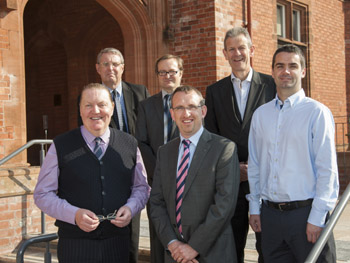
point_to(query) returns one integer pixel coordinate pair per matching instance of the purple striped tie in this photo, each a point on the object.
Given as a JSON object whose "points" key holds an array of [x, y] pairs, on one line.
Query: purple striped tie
{"points": [[180, 181]]}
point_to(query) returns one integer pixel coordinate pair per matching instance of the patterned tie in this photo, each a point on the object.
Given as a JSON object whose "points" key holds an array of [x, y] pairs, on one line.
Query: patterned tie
{"points": [[98, 148], [167, 121], [118, 108], [180, 181]]}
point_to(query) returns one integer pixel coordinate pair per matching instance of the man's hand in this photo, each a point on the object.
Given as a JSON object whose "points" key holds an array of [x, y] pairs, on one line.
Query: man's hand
{"points": [[313, 232], [123, 217], [86, 220], [183, 253], [243, 167], [254, 221]]}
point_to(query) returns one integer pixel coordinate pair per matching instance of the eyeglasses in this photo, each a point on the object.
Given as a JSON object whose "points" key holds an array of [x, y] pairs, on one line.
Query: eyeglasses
{"points": [[108, 64], [110, 216], [163, 73], [191, 108]]}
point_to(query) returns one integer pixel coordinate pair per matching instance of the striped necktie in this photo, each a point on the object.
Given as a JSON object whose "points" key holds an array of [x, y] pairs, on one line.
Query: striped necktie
{"points": [[167, 121], [180, 181], [98, 148]]}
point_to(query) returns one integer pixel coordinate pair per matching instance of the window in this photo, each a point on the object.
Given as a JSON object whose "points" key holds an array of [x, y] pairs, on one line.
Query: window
{"points": [[292, 28]]}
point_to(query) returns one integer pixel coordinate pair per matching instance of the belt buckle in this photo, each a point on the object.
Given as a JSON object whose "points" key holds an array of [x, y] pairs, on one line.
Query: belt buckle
{"points": [[280, 206]]}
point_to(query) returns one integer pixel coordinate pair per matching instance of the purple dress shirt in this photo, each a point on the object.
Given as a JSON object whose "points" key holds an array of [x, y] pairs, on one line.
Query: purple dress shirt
{"points": [[45, 191]]}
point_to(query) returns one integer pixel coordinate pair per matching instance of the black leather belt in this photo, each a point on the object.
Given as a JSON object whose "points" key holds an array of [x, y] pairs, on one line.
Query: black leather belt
{"points": [[287, 206]]}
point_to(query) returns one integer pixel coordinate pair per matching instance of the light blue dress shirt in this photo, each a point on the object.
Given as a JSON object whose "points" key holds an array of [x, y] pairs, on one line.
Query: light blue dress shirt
{"points": [[241, 89], [292, 155], [119, 90]]}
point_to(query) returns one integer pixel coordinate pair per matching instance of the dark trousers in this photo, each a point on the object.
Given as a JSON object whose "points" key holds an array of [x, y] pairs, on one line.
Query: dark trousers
{"points": [[284, 236], [240, 224], [115, 249], [134, 238], [157, 248]]}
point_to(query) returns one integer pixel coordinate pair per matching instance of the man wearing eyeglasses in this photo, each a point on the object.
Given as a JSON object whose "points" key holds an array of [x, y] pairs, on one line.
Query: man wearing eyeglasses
{"points": [[231, 102], [195, 187], [93, 182], [154, 127], [126, 96]]}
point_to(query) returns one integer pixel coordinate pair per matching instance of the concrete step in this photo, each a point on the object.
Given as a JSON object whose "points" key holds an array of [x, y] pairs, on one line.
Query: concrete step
{"points": [[36, 253]]}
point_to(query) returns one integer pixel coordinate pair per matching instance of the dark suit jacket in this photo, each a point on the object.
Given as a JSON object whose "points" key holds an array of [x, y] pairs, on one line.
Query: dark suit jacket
{"points": [[209, 198], [132, 94], [150, 131], [223, 116]]}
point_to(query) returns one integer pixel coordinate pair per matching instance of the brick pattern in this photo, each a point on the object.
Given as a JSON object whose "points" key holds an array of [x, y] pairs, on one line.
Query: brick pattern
{"points": [[62, 39], [19, 216], [6, 132], [327, 60], [347, 52], [193, 24], [60, 69]]}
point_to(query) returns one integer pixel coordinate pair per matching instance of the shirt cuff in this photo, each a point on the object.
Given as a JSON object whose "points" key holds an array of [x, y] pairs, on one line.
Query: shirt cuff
{"points": [[254, 207], [317, 218]]}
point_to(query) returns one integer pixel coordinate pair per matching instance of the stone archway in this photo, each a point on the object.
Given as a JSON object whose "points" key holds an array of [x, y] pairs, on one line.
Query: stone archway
{"points": [[56, 69], [62, 39]]}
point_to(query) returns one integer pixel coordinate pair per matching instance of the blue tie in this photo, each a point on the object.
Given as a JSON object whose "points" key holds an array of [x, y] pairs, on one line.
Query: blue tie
{"points": [[118, 109], [98, 148], [180, 181], [168, 117]]}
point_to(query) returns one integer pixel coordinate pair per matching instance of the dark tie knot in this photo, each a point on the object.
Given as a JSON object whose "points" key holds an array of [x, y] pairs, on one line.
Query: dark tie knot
{"points": [[186, 143], [166, 100], [98, 140], [113, 94]]}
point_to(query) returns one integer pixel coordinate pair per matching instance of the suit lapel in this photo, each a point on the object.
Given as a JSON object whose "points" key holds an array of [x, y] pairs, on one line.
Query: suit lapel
{"points": [[159, 116], [171, 174], [198, 157], [129, 105], [253, 97], [230, 98]]}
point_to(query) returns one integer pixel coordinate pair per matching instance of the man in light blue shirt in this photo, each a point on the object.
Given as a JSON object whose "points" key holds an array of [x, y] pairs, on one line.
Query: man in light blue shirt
++++++++++++++++++++
§ Exercise objective
Print the entire listing precisely as written, omitting the images it holds.

§ Your response
point_to(query) returns one integer pixel coordinate pair per matching instance of the purple striped tie in this photo, each a point on the object.
Given as a JSON object whose "points" key holds an array of [x, y] pairs, on one line.
Query: purple striped tie
{"points": [[180, 181]]}
point_to(query) returns one integer pixel coordinate pair per matching instance of the patterned tie in this photo, each a point on the object.
Given as a JSON object whose "points" key holds an array of [x, y] pairs, on one line.
Query: patterned tie
{"points": [[98, 148], [167, 121], [118, 108], [180, 181]]}
point_to(query) returns one integer pixel coordinate pair per matching instance of the man's hand in this photo, each a point on the object.
Given as a JSON object whose "points" key holds an array of [x, y] pairs, on one line.
Query: man's hand
{"points": [[313, 232], [123, 217], [86, 220], [183, 253], [243, 167], [254, 221]]}
point_to(query) returns one integer pixel coordinate pair per matching instance of the eyeglasses in this photo, each a point on the object.
Given as a JSON object whose "points" key holds an array of [x, y] pairs, on one line.
Query: eyeglasses
{"points": [[108, 64], [110, 216], [163, 73], [191, 108]]}
point_to(query) returns one integer pixel coordinate pair per matching instance of the striped necktie in this photo, each a point on the object.
Given as a JSON object whose "points" key holds an array of [x, y] pairs, on one line.
Query: striped necktie
{"points": [[167, 121], [180, 181], [98, 148]]}
point_to(query) returns one integer pixel coordinate pair per matching instance of the window in this photo, each a point on the object.
Given as a JSON object whose "points" key holds an array of [x, y] pairs, on one line.
Query: window
{"points": [[292, 28]]}
point_to(query) returns one integer pixel coordinate pair per matching instance of the belt buckle in this photo, each a point on the object.
Given as a JSON object whose "points" key holds an array of [x, y] pairs, on one line.
Query: belt buckle
{"points": [[280, 206]]}
point_to(query) returns one integer pixel coordinate pair per matching instance of the purple dress shirt in this photo, each a point on the object.
Given as a JSON object whose "points" key holds an array of [x, y] pairs, on one line.
Query: purple dress shirt
{"points": [[45, 191]]}
point_to(query) returns one integer pixel coordinate pair per matching instance of the black leather belt in this photo, each a point on the object.
Given as a JSON object whose "points" key holds an array of [x, y] pairs, on one line.
Query: black leather belt
{"points": [[287, 206]]}
point_to(query) returns one integer pixel coordinate pair per matching instance of the light blue dress shirt in this photo, each a point on the object.
Given as a JSON object whose "points" key holds an array of [x, y] pairs, on one line.
Query: light blue dress shirt
{"points": [[241, 89], [292, 155], [119, 90]]}
point_to(query) returns one integer pixel coordinate pair per matching instance of the dark trousers in this photo, each a point on the object.
Given as a JSON object whose "points" key holds an array of [x, y] pairs, on one line.
Query: dark trousers
{"points": [[284, 236], [240, 224], [115, 249], [134, 238], [157, 248]]}
point_to(query) returns one integer pixel coordinate pair per matching instance of the man wearing eyeglasses in this photo, each a point on the object.
Given as a JSON object whose "points" key holds an array of [x, y] pairs, on one line.
Query: man wearing eyeglasses
{"points": [[231, 102], [195, 187], [93, 182], [154, 127], [126, 96]]}
point_to(query) returns one integer pixel coordinate pair per matching instance of the concrete step in this photo, each a point on the object.
Given as a JSON object whose "points" key holds an array of [x, y] pairs, on one line.
Query: concrete step
{"points": [[36, 253]]}
point_to(query) returns one integer pixel coordinate pair per matching instance of the dark suit jacket in this photo, each a point on the object.
Given as a JSON object whose "points" key holds an array of [x, y] pairs, on one line.
Query: dark suit jacket
{"points": [[209, 198], [132, 94], [150, 131], [223, 116]]}
point_to(query) returns one integer pixel coordinate pair per matching instance of the brick pattern in this photo, each a point on the object.
Given as a JSON object whose "points" key holds an array of [x, y] pairs, on one line.
Query: brick pattern
{"points": [[62, 39], [19, 216], [6, 132], [327, 60], [347, 52], [193, 24], [60, 69]]}
point_to(query) returns one integer pixel coordinate pair per matching instance of the shirt cuff in this photo, each a point on the object.
Given as a JSON object whose "points" key holds an array of [x, y] pairs, on one line.
Query: shirt cuff
{"points": [[254, 207], [317, 218]]}
point_to(query) returns one integer pixel coordinate pair per matching instance of the stone archway in this photo, each a point on the object.
Given as a JSON object whose "points" key holds an array of [x, y] pairs, on one line.
Query: stone archway
{"points": [[56, 69], [62, 39]]}
point_to(query) returns one integer pixel coordinate pair per matching instance of the blue tie in this photo, each a point on the object.
Given as a JSON object whose "points" key holds an array of [x, y] pairs, on one line.
Query: blue tie
{"points": [[118, 109], [98, 148], [180, 181], [168, 117]]}
point_to(query) returns one integer pixel coordinate pair per matching instance of the dark tie knot in this photo, each a point on the object.
Given as a JSON object whose "points" key holds an array of [x, y] pairs, on one line.
Query: dark tie knot
{"points": [[186, 143], [166, 100], [98, 140], [113, 94]]}
point_to(query) returns one integer pixel coordinate pair per matching instance of the suit lapel in this photo, each a point on the object.
Given as a JSON object whose "points" key holds an array of [x, y] pairs, on one line.
Query: suit lapel
{"points": [[159, 116], [171, 174], [198, 157], [129, 105], [253, 97], [230, 98]]}
point_to(query) returns one integer pixel coordinate pair per matching instance of the man in light blue shirt in this photo, each a point on the object.
Given as a JSON object whose "points" key holds an array of [x, y] pairs, on one line.
Query: man in light blue shirt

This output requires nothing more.